Required work –
A - According to the news article on Virginia's psychiatric hospital space, how many people who qualified for a temporary detention order were not admitted over the three-month period?
B - Rewrite the paragraph in the news article on Virginia's psychiatric hospital space that begins "The 72 who weren't admitted" as a short bulleted list that keeps its main facts.
C - From the news article on Virginia's psychiatric hospital space, pull out everything from "RICHMOND, Va. - People" down to "would admit them.", copied word for word.

-- Excerpt to read follows --

RICHMOND, Va. - People who show the potential of seriously harming themselves or others have failed to get the inpatient emergency mental-health evaluation and treatment they need because of a lack of space in state-run and private psychiatric hospitals, a state report shows.
The Department of Behavioral Health and Developmental Services study found that over a three-month period, 72 people who were suffering mental-health crises and qualified for a temporary detention order got less than the emergency hospitalization they were entitled to under Virginia law because no state-run or private facilities would admit them.
Such denials of service represent "a failure of the system to address the needs of that individual and places the individual, his family, and the community at risk," according G. Douglas Bevelacqua, the agency's inspector general.
The 72 who weren't admitted for treatment represent about 1.5 percent of the estimated 5,000 people who were hospitalized under temporary detention orders, or TDOs, over the period. The report also said an additional 273 people received the orders but it took longer than the six-hour timeframe prescribed by state law for them to be placed in facilities.
People who meet the state criteria for temporary detention in Hampton Roads or southwest Virginia have the most difficulty finding a facility that's able to admit them, the report said. Both regions have state-operated hospitals _ Eastern State Hospital in Williamsburg and Southwestern Virginia Mental Health Institute in Marion _ that frequently operate at capacity, and are unable to offer space for those needing temporary detention and further evaluation.
"Particularly troubling is southwest Virginia, which is home to only 7 percent of the state's 8 million residents, but accounted for 45 percent of failed TDOs," the report said.
The review also found that patients are staying longer on average at the Southwestern Virginia Mental Health Institute, reducing that facility's capacity to handle emergency cases by more than 40 percent over the last 18 months.
The report suggested that increased funding to help the hospitals in those two regions discharge stabilized patients and the creation of community-based treatment facilities would help open up space for those in crisis and "reconstruct a viable public safety net."
Virginia's decline in psychiatric beds, coupled with a statewide population increase, hasn't been matched by a corresponding expansion of community-based programs and resources _ so some state facilities can't discharge people and return them to their homes. The report says state-operated facilities and community-service mental health boards should work together on transitioning people from the facilities back into the community to free up space for those with more acute psychiatric needs.
Bevelacqua said hospital medical directors and community services boards' emergency directors have agreed that the mental-health screening and assessment procedures should be standardized to promote better treatment outcomes for people in mental-health emergencies.
The report, completed in February, also recommends designating regional managers who would be responsible for finding state-operated or private facilities to admit people who meet the criteria for temporary detention. It also recommends creating "intensive psychiatric beds" with private hospitals in Hampton Roads and southwest Virginia "until a reliable state-operated safety net is recreated for these regions."

-- Excerpt to read concluded --
-- Provided information follows --

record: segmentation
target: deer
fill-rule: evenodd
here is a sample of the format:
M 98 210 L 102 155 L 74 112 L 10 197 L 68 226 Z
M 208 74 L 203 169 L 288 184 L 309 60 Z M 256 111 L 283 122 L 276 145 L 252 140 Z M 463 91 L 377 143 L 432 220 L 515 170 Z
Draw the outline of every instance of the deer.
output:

-- Provided information concluded --
-- Provided information follows --

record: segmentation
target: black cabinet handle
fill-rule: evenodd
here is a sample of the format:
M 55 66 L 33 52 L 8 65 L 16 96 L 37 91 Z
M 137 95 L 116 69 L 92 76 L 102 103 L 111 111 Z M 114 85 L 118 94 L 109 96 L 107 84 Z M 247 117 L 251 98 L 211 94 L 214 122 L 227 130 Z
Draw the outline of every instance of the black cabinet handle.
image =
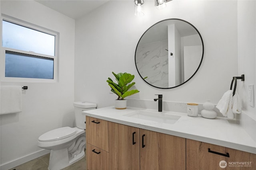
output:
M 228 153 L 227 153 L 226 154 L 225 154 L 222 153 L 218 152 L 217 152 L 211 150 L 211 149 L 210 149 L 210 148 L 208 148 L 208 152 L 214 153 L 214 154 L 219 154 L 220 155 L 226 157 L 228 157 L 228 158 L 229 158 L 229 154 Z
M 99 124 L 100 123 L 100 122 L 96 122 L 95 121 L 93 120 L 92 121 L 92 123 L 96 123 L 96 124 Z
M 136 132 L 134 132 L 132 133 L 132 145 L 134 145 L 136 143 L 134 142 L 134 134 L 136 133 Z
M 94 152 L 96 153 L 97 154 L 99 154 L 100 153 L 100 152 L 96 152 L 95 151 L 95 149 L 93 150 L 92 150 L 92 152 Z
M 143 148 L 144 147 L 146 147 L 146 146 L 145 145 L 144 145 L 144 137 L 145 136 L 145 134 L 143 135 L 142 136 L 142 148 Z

-- Provided information concluded --

Task-by-task solutions –
A - 72 people.

B -
- The 72 people not admitted were about 1.5 percent of the roughly 5,000 people hospitalized under temporary detention orders (TDOs) during the period.
- Another 273 people received the orders, but their placement in facilities took longer than the six hours state law sets.

C -
RICHMOND, Va. - People who show the potential of seriously harming themselves or others have failed to get the inpatient emergency mental-health evaluation and treatment they need because of a lack of space in state-run and private psychiatric hospitals, a state report shows.
The Department of Behavioral Health and Developmental Services study found that over a three-month period, 72 people who were suffering mental-health crises and qualified for a temporary detention order got less than the emergency hospitalization they were entitled to under Virginia law because no state-run or private facilities would admit them.